Exercise requirements: Count the lines in the records below that contain the word "palm", and give only that number.

======== Data rows ========

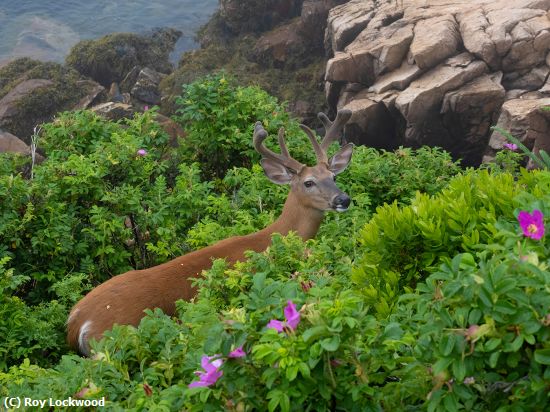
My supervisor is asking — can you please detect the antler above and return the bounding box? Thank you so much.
[252,122,304,173]
[300,109,351,163]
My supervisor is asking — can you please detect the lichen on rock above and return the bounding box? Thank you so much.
[66,29,181,87]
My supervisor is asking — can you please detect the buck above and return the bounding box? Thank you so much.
[67,110,353,355]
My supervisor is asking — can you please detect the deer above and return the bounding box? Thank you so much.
[67,110,353,356]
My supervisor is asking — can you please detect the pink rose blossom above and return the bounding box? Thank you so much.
[267,300,300,332]
[518,209,544,240]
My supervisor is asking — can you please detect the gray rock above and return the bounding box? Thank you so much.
[130,67,164,104]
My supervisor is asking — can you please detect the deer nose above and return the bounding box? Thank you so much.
[333,193,351,212]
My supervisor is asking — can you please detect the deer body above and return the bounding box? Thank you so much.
[67,113,352,355]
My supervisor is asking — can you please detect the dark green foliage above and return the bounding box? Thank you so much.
[0,58,90,143]
[65,29,181,87]
[176,73,312,179]
[0,77,550,411]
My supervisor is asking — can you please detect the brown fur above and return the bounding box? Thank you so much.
[67,185,336,354]
[67,112,353,354]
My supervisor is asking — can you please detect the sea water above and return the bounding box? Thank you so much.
[0,0,218,63]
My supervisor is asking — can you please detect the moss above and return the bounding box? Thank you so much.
[66,31,179,87]
[1,59,88,143]
[0,57,40,99]
[160,34,325,118]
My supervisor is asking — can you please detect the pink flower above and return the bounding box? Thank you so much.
[267,300,300,332]
[227,345,246,358]
[188,356,223,388]
[518,209,544,240]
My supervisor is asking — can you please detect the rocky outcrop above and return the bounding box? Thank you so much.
[483,97,550,166]
[0,130,44,163]
[220,0,302,34]
[325,0,550,165]
[66,29,181,87]
[0,58,101,144]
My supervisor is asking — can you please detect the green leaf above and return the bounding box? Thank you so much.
[535,348,550,365]
[320,335,340,352]
[302,325,328,343]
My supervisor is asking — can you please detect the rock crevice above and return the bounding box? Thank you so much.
[325,0,550,165]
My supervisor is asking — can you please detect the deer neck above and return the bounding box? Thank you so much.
[263,191,324,240]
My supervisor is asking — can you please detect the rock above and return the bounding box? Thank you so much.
[220,0,302,34]
[325,0,375,56]
[10,14,80,62]
[325,0,550,165]
[442,75,505,166]
[483,97,550,167]
[0,58,90,144]
[341,90,401,150]
[396,53,487,127]
[155,113,187,147]
[0,79,54,143]
[300,0,346,49]
[288,100,317,124]
[325,25,414,86]
[72,80,105,110]
[411,15,460,69]
[502,65,550,91]
[120,66,141,93]
[130,67,163,104]
[91,102,135,121]
[0,130,44,163]
[252,20,310,68]
[0,79,54,119]
[66,29,181,87]
[369,62,423,93]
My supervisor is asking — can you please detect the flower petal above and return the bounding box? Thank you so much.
[532,209,544,226]
[267,319,284,332]
[285,300,300,330]
[227,345,246,358]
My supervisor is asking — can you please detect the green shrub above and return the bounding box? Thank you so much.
[353,170,550,316]
[176,73,314,179]
[0,77,478,410]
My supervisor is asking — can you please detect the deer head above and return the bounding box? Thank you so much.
[253,110,353,212]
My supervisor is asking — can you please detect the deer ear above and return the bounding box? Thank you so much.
[328,143,353,175]
[260,159,293,185]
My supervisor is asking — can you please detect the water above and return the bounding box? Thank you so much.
[0,0,218,63]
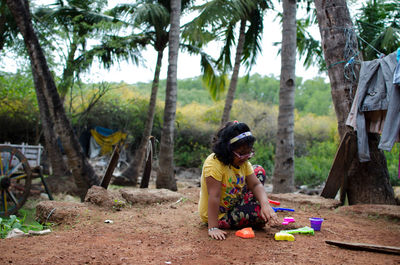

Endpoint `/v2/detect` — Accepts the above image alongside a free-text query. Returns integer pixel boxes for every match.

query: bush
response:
[250,141,275,176]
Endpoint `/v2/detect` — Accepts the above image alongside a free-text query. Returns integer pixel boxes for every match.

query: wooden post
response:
[321,132,357,203]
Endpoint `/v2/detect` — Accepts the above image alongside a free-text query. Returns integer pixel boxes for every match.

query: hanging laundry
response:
[346,49,400,162]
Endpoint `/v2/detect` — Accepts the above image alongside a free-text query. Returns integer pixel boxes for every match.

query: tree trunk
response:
[272,0,296,193]
[156,0,181,191]
[315,0,395,204]
[221,19,246,125]
[36,85,70,177]
[58,33,78,103]
[7,0,99,200]
[122,50,163,185]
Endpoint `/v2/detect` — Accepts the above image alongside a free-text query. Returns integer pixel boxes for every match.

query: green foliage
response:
[250,140,275,176]
[0,72,40,144]
[295,77,333,115]
[0,215,44,238]
[384,143,400,186]
[356,0,400,60]
[294,141,337,186]
[236,74,280,104]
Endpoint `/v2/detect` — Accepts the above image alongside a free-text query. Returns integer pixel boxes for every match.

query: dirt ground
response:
[0,175,400,265]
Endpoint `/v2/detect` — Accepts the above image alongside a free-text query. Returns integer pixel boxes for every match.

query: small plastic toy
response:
[282,217,295,225]
[272,207,294,212]
[268,200,281,206]
[280,226,314,235]
[310,217,324,231]
[235,227,255,238]
[274,231,294,241]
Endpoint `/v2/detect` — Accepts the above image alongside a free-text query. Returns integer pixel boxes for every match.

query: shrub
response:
[384,144,400,186]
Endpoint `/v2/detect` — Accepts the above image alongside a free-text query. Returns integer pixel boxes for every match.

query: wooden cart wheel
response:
[0,145,32,216]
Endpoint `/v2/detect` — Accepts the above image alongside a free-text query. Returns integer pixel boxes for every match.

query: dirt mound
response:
[0,187,400,265]
[36,201,87,224]
[268,193,340,209]
[339,204,400,221]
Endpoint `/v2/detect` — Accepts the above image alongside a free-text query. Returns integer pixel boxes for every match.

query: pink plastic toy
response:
[282,217,295,225]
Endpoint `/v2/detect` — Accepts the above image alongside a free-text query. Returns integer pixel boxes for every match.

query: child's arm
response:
[206,177,226,240]
[246,173,279,224]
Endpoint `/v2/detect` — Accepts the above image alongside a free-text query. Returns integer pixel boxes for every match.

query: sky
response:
[85,0,326,84]
[0,0,366,84]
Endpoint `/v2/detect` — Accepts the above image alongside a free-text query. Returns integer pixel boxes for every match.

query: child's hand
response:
[260,205,279,225]
[208,227,226,240]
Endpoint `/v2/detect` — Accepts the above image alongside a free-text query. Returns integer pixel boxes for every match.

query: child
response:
[199,121,278,240]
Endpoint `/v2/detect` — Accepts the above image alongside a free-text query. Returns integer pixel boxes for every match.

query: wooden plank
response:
[325,240,400,255]
[321,132,357,199]
[100,142,122,189]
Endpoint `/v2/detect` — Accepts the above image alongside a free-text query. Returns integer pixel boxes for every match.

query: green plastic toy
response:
[280,226,314,235]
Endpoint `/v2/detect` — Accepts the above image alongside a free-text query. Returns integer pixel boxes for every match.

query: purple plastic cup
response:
[310,217,324,231]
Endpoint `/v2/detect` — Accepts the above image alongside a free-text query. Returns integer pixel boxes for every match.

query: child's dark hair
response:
[212,121,256,165]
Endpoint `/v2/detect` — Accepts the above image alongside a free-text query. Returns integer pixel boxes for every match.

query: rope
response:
[45,208,56,224]
[357,36,384,57]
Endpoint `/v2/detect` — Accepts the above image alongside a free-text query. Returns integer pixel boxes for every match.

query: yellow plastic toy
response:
[275,232,294,241]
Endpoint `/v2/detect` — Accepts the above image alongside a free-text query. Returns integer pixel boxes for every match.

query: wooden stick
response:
[325,240,400,255]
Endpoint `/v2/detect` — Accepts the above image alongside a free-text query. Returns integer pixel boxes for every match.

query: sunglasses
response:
[232,150,255,160]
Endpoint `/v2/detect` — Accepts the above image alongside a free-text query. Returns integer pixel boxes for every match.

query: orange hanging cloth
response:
[235,227,255,238]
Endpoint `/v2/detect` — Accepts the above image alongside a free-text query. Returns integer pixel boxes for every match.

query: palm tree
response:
[356,0,400,60]
[113,0,191,185]
[272,0,297,193]
[181,0,272,124]
[156,0,181,191]
[35,0,146,176]
[7,0,99,200]
[315,0,395,204]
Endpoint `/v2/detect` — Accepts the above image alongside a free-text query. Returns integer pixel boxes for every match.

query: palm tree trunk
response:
[36,87,69,177]
[122,50,164,185]
[58,33,78,103]
[7,0,99,200]
[156,0,181,191]
[221,19,246,125]
[315,0,395,204]
[272,0,296,193]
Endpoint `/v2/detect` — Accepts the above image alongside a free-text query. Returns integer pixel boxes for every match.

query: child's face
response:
[233,145,254,166]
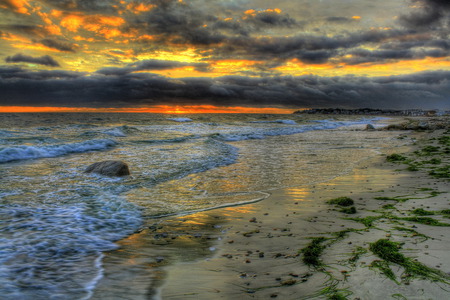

========

The answer: 2